Ici, on le voit, la question grecque s’étend et se complique. Ce n’est plus de la Grèce seule qu’il s’agit, mais de l’empire ottoman et de la politique européenne tout entière. Il faut donc jeter un coup d’œil rapide sur cet empire et sur cette politique.

Quand on cherche à prévoir quelle est la destinée prochaine de l’empire ottoman, on doit se défendre d’une double exagération. Si l’on en croit les uns l’empire ottoman est depuis dix ans à l’agonie, et il faut s’attendre à ce que chaque paquebot apporte la nouvelle de sa mort. Si l’on en croit les autres, il a surmonté la crise que menaçait son existence, et partout s’y manifestent les symptômes d’une vie nouvelle et d’un long avenir. J’ajoute que depuis quelques années beaucoup de voyageurs sont partis pour Constantinople avec la première de ces opinions, et qu’ils en sont revenus avec la seconde.

* **DONNÉES FOURNIES**
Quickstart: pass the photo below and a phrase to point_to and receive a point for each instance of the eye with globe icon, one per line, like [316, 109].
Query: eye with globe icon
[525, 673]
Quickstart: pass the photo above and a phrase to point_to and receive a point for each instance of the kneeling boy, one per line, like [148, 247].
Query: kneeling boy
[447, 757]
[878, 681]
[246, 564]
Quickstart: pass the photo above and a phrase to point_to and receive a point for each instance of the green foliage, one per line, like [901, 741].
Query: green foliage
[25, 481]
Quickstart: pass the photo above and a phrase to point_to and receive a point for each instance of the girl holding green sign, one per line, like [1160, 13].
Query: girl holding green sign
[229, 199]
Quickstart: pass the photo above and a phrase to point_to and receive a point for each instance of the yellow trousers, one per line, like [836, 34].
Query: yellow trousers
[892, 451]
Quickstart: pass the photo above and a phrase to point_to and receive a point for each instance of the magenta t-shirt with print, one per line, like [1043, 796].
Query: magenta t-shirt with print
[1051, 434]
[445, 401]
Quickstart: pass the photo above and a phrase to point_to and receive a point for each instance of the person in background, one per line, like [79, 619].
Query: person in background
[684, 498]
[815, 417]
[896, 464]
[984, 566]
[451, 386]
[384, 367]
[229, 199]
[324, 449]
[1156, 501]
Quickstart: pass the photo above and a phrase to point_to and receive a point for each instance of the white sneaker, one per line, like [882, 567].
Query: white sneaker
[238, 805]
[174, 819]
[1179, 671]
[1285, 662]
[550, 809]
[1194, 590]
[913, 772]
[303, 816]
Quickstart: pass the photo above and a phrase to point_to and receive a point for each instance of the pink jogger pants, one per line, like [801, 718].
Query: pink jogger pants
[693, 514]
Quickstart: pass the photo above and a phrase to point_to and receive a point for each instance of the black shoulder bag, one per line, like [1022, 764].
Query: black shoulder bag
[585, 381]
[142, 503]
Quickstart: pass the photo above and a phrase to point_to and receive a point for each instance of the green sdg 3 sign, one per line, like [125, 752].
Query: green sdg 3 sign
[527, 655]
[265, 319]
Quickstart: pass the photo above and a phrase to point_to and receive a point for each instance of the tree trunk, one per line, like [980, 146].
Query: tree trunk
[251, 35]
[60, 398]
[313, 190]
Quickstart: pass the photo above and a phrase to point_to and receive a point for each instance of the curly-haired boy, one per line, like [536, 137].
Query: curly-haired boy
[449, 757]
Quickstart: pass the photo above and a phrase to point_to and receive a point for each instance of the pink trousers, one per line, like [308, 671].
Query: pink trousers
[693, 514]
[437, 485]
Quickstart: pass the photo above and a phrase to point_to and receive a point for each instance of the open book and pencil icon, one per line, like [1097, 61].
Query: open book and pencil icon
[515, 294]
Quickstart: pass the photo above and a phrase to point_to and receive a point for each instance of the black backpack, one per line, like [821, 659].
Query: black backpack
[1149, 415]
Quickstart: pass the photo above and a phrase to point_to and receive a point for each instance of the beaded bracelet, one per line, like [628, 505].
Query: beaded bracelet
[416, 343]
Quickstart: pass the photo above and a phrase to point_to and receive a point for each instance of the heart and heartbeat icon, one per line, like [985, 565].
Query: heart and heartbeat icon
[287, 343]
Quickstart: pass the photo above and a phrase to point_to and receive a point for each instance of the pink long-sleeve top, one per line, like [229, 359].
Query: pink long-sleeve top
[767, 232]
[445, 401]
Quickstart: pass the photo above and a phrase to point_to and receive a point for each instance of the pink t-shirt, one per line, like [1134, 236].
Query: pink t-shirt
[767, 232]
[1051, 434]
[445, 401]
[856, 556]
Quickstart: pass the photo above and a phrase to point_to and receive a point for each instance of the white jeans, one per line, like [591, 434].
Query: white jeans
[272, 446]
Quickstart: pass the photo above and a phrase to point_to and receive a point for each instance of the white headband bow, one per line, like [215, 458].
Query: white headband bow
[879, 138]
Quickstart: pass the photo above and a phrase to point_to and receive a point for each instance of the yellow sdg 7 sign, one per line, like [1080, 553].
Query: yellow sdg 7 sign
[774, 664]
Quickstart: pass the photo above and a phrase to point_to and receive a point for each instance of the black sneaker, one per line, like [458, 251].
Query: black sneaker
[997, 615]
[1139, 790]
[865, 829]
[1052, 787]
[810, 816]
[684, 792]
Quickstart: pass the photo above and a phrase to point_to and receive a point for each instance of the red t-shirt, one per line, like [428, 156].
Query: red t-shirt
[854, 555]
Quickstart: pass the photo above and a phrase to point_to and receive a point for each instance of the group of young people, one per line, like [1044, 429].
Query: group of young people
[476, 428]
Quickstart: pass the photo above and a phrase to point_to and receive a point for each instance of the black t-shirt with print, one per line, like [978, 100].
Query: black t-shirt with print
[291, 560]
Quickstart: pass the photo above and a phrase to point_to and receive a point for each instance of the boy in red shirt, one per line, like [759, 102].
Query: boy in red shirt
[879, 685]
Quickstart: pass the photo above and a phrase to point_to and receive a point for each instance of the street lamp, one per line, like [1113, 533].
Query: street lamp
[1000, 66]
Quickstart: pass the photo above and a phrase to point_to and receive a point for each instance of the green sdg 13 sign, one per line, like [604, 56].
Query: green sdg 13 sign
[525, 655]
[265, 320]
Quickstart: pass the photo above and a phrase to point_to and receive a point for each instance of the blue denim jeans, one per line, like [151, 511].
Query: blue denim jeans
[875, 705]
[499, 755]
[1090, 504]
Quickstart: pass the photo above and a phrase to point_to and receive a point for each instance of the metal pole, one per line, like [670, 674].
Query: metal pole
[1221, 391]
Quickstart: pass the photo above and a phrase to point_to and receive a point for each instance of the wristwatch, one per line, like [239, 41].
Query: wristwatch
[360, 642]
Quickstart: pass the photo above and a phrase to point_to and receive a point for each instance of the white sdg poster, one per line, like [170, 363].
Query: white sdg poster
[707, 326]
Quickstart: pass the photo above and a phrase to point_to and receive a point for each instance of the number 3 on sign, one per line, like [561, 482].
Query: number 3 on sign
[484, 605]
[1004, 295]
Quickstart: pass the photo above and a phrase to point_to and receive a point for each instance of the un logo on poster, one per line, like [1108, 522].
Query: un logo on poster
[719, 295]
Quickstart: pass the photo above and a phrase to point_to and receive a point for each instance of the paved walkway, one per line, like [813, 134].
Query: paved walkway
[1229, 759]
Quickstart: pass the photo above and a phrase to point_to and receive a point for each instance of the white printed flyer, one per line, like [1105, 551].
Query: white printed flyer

* **EXERCICE PROPOSÉ 1**
Pourriez-vous recopier le passage de l'extrait sur l'empire ottoman compris entre "Ici, on le voit, la" et "sur cette politique.", ces deux bornes incluses ?
* **EXERCICE PROPOSÉ 2**
Les affirmations suivantes concordent-elles avec l'extrait sur l'empire ottoman ? Pour chacune, répondez par oui ou par non en citant les mots décisifs du texte. (a) La question traitée ne concerne plus que la Grèce seule. (b) Selon certains, l'empire ottoman est à l'agonie depuis vingt ans. (c) Beaucoup de voyageurs sont revenus de Constantinople avec une opinion différente de celle qu'ils avaient au départ.

* **RÉPONSE 1**
Ici, on le voit, la question grecque s’étend et se complique. Ce n’est plus de la Grèce seule qu’il s’agit, mais de l’empire ottoman et de la politique européenne tout entière. Il faut donc jeter un coup d’œil rapide sur cet empire et sur cette politique.

* **RÉPONSE 2**
(a) Non : « Ce n’est plus de la Grèce seule qu’il s’agit ».
(b) Non : « l’empire ottoman est depuis dix ans à l’agonie ».
(c) Oui : « beaucoup de voyageurs sont partis pour Constantinople avec la première de ces opinions, et qu’ils en sont revenus avec la seconde ».